==== TEXTO FORNECIDO

Biodireito é uma área do Direito Público que visa proteger a dignidade humana e a ética na área da saúde. Ele consiste em um conjunto de regras que regulam a conduta dos profissionais médicos e científicos diante dos avanços da medicina e biotecnologia.
Com os avanços da medicina, as expressões bioética e biodireito estão se tornando comuns no dia a dia de diversas áreas, como a do direito e a da saúde.
Por isso, nesse texto vamos contextualizar o surgimento da bioética no Brasil, entender o que significa cada uma dessas ciências, os princípios por trás do biodireito, a relação com outras áreas e a importância do tema.
Ao final, você vai ter acesso a sugestões de cursos e livros para aprofundar os estudos e conhecimento na área.
Qual a origem do biodireito?
Para entender o que é biodireito, primeiro precisamos falar sobre a bioética.
A Bioética passou a ser considerada uma ciência acadêmica nos Estados Unidos, na década de 70. A partir da publicação do livro “Princípios da Ética Biomédica”, dos autores Beauchamp e Childress, responsáveis pela Teoria da Bioética Principialista.
Assim também ocorreu no Brasil com a chegada da teoria principialista. Além disso, a estruturação da bioética brasileira surgiu a partir da criação da Sociedade Brasileira de Bioética – SBB e com a Resolução n. 196/1996 do Conselho Nacional de Saúde.
A Resolução 196 determina o funcionamento da Comissão Nacional de Ética em Pesquisa – CONEP, que regulamenta os Comitês de Ética em Pesquisa – CEPs.
Os CEPs têm o objetivo de avaliar as pesquisas envolvendo seres humanos. Dessa forma, é determinado no Brasil que todo projeto deve seguir os princípios e as regras éticas de pesquisas com seres humanos.
Dessa forma, a criação dos CEPs e da CONEP trouxe visibilidade para a teoria principialista, gerando a obrigatoriedade do Termo de Consentimento Livre e Esclarecido em todas as pesquisas e projetos que envolvem seres humanos.

========

O QUE FAZER:
As afirmações a seguir estão de acordo com o texto sobre biodireito? Responda sim ou não a cada uma e cite, entre aspas, as palavras do texto que decidem a resposta.
1. A bioética passou a ser considerada uma ciência acadêmica nos Estados Unidos na década de 70.
2. A Resolução 196 regulamenta diretamente os Comitês de Ética em Pesquisa.
3. O biodireito é uma área do Direito Privado.

==== MATERIAL DE ESTUDO

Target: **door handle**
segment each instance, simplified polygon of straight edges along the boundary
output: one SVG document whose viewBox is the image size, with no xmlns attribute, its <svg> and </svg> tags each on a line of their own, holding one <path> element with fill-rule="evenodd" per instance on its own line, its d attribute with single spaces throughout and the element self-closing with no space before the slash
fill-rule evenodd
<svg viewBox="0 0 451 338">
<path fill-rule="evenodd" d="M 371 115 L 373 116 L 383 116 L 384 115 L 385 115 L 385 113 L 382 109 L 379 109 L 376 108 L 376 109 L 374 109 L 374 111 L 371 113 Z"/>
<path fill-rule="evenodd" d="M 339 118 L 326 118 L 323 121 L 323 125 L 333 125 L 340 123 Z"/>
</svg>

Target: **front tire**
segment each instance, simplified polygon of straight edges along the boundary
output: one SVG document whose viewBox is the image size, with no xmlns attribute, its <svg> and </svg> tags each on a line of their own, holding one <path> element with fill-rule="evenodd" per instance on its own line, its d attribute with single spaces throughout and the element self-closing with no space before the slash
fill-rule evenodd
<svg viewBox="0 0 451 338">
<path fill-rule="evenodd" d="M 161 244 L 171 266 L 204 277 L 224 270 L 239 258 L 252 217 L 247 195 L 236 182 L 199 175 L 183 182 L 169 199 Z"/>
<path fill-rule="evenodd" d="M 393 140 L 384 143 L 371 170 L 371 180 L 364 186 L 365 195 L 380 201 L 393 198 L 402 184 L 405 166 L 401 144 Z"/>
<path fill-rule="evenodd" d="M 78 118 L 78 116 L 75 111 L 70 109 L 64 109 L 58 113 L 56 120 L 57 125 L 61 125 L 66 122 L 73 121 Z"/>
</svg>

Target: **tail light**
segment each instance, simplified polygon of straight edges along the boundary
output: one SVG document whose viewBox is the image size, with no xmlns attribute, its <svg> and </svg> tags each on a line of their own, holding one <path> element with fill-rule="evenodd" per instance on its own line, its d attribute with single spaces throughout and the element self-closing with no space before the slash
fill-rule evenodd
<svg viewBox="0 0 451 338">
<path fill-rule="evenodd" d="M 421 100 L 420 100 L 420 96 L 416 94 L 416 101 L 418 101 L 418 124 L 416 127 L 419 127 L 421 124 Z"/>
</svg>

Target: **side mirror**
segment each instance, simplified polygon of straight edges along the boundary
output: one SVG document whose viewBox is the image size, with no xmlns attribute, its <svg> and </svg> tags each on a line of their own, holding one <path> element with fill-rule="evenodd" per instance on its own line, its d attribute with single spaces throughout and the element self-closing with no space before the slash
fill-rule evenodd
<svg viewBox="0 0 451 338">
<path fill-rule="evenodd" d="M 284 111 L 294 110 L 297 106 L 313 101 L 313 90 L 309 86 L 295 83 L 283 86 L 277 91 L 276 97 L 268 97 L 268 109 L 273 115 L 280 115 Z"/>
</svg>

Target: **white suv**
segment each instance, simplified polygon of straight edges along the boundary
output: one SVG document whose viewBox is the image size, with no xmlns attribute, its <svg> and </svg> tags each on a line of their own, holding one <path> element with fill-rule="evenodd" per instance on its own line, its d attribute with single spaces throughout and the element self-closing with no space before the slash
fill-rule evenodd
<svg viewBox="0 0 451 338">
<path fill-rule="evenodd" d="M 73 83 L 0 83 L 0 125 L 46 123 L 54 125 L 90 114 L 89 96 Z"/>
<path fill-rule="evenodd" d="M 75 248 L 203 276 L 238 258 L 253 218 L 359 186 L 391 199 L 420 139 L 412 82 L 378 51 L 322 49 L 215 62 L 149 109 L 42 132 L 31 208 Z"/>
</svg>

========

RESPOSTA DA TAREFA:
1. Sim: "A Bioética passou a ser considerada uma ciência acadêmica nos Estados Unidos, na década de 70."
2. Não: "A Resolução 196 determina o funcionamento da Comissão Nacional de Ética em Pesquisa – CONEP, que regulamenta os Comitês de Ética em Pesquisa – CEPs."
3. Não: "Biodireito é uma área do Direito Público"